## STATED GOAL
Report each line of the listing below that contains the string "high", counting only matches with the same capitalization.

^^^^^^^^^^^^^^^^

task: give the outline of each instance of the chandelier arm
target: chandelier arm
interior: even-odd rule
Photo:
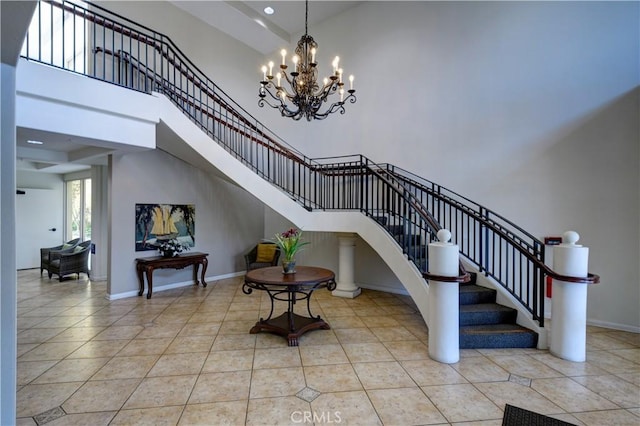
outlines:
[[[280,110],[283,117],[292,118],[296,121],[305,117],[307,121],[324,120],[330,114],[339,112],[345,113],[345,103],[355,103],[356,97],[353,90],[353,77],[350,77],[350,88],[345,90],[342,82],[343,71],[339,68],[339,58],[336,57],[333,62],[333,72],[325,78],[325,82],[318,81],[318,63],[316,61],[316,49],[318,44],[313,37],[308,34],[309,20],[309,0],[305,0],[305,17],[304,17],[304,35],[300,38],[295,48],[293,57],[293,67],[291,72],[287,73],[287,65],[285,64],[286,51],[283,50],[282,64],[280,70],[271,75],[273,63],[269,63],[269,74],[267,67],[262,67],[263,81],[259,91],[259,106],[269,105],[272,108]],[[284,82],[282,82],[284,80]],[[278,85],[276,86],[276,81]],[[286,87],[288,85],[288,88]],[[345,93],[347,92],[347,93]],[[340,93],[340,100],[330,103],[329,96]],[[268,96],[267,96],[268,94]],[[346,95],[346,98],[345,98]],[[329,105],[324,112],[320,109]]]

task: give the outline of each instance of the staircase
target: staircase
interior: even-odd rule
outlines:
[[[496,303],[496,290],[460,285],[460,349],[535,348],[538,333],[516,324],[518,311]]]
[[[420,235],[407,235],[403,226],[388,225],[386,217],[375,220],[394,236],[410,260],[428,270],[427,246]],[[516,324],[518,311],[496,303],[496,290],[477,285],[475,272],[469,275],[469,282],[460,284],[460,349],[537,347],[538,333]]]
[[[492,280],[496,288],[504,289],[513,306],[519,306],[516,311],[496,304],[496,291],[476,285],[475,276],[471,283],[460,285],[461,348],[535,347],[538,335],[516,325],[516,318],[519,312],[523,315],[521,323],[529,319],[532,328],[544,330],[545,278],[598,281],[591,274],[588,278],[557,274],[545,264],[545,245],[534,235],[496,212],[407,170],[373,162],[363,155],[306,157],[252,117],[160,33],[98,5],[92,5],[91,10],[67,0],[41,0],[39,5],[51,9],[47,16],[57,16],[62,11],[74,22],[84,22],[91,32],[85,37],[85,50],[91,53],[93,66],[76,69],[76,61],[59,64],[53,55],[42,55],[39,49],[46,44],[29,43],[30,38],[40,40],[41,34],[48,32],[40,22],[35,26],[38,31],[27,33],[26,51],[22,54],[25,58],[168,100],[171,108],[183,113],[181,120],[186,117],[189,126],[195,125],[198,134],[188,138],[188,143],[193,144],[190,148],[196,153],[203,148],[212,151],[214,148],[207,144],[213,144],[253,173],[254,186],[269,185],[270,190],[278,191],[278,197],[294,200],[307,212],[360,215],[357,221],[347,221],[350,228],[337,232],[354,232],[356,226],[364,233],[373,229],[377,251],[402,264],[401,272],[406,272],[403,284],[420,302],[419,306],[426,306],[428,298],[427,283],[424,275],[420,276],[428,271],[427,245],[439,229],[451,231],[451,241],[459,246],[469,264]],[[64,28],[59,33],[63,36],[55,41],[64,51]],[[47,57],[50,59],[44,59]],[[182,121],[174,124],[180,129],[188,127]],[[203,140],[202,132],[210,140]],[[171,153],[169,147],[165,148]],[[235,162],[231,163],[225,161],[216,167],[229,176],[235,167]],[[371,219],[397,245],[388,244],[388,235],[380,238],[380,228]],[[327,227],[327,223],[322,225]],[[426,308],[421,311],[424,314]]]

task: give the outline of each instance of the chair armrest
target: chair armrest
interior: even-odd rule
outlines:
[[[60,259],[60,256],[62,256],[63,254],[73,254],[73,250],[73,247],[64,250],[51,250],[49,251],[49,262],[51,262],[52,260]]]

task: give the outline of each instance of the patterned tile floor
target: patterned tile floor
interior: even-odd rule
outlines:
[[[298,347],[249,329],[242,278],[105,298],[106,284],[18,272],[19,425],[500,425],[505,404],[576,425],[640,424],[640,335],[590,327],[587,361],[535,349],[427,355],[411,299],[314,294],[331,330]],[[304,307],[304,304],[298,304]],[[283,310],[277,306],[276,310]]]

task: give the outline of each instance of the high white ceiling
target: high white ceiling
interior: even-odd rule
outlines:
[[[295,42],[304,32],[305,2],[289,1],[172,1],[180,9],[220,31],[240,40],[258,52],[267,54]],[[308,31],[328,18],[339,15],[361,1],[309,2]],[[267,15],[270,6],[275,13]]]

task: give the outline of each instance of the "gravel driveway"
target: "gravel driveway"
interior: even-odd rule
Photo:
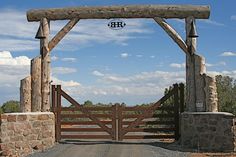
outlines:
[[[177,144],[154,140],[66,141],[42,153],[28,157],[187,157]]]

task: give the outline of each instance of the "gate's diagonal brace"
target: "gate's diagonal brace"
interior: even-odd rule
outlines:
[[[166,101],[170,96],[172,96],[175,92],[175,88],[172,89],[169,93],[167,93],[164,97],[162,97],[159,101],[157,101],[155,104],[153,104],[150,108],[148,108],[147,110],[144,111],[144,113],[138,117],[133,123],[131,123],[128,127],[126,127],[126,129],[132,129],[136,126],[139,125],[139,123],[145,119],[148,115],[153,116],[155,113],[152,112],[153,110],[157,109],[158,107],[160,107],[160,105]],[[125,134],[127,134],[129,131],[124,130],[122,131],[121,135],[124,136]]]
[[[79,21],[79,19],[72,19],[70,20],[49,42],[48,47],[49,50],[52,51],[52,49],[66,36],[67,33],[76,25],[76,23]]]
[[[174,42],[179,45],[179,47],[188,54],[188,47],[181,36],[162,18],[154,17],[156,23],[158,23],[164,31],[174,40]]]
[[[87,109],[83,108],[78,102],[76,102],[73,98],[71,98],[68,94],[66,94],[63,90],[61,90],[61,95],[66,98],[71,104],[75,104],[76,107],[78,107],[81,112],[83,112],[84,114],[86,114],[88,116],[88,118],[90,118],[91,120],[93,120],[95,123],[97,123],[97,125],[99,125],[102,129],[104,129],[104,131],[106,131],[107,133],[109,133],[110,135],[112,135],[112,130],[110,128],[108,128],[105,124],[103,124],[102,122],[100,122],[100,120],[93,116]]]

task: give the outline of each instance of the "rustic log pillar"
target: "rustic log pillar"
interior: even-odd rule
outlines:
[[[206,93],[206,111],[218,112],[218,97],[215,77],[204,75]]]
[[[31,112],[31,77],[28,76],[20,81],[20,110]]]
[[[40,112],[42,104],[41,93],[41,56],[31,60],[31,108],[32,112]]]
[[[188,52],[186,54],[186,109],[187,111],[196,111],[196,81],[195,81],[195,58],[197,40],[196,38],[190,38],[189,32],[191,29],[191,23],[195,19],[193,17],[187,17],[185,19],[186,29],[186,45],[188,46]]]
[[[43,18],[40,21],[41,26],[43,27],[43,39],[40,39],[40,53],[41,53],[41,84],[42,84],[42,107],[41,111],[46,112],[50,110],[50,50],[48,48],[49,42],[49,21],[46,18]]]
[[[195,83],[196,83],[196,111],[206,111],[206,93],[205,79],[203,74],[206,73],[205,58],[194,54],[195,64]]]

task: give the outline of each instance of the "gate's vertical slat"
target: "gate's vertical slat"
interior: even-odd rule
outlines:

^^^^^^^^^^^^^^^^

## SOLUTION FOR THIS EXERCISE
task: give the outline of each instance of the high white ceiling
target: high white ceiling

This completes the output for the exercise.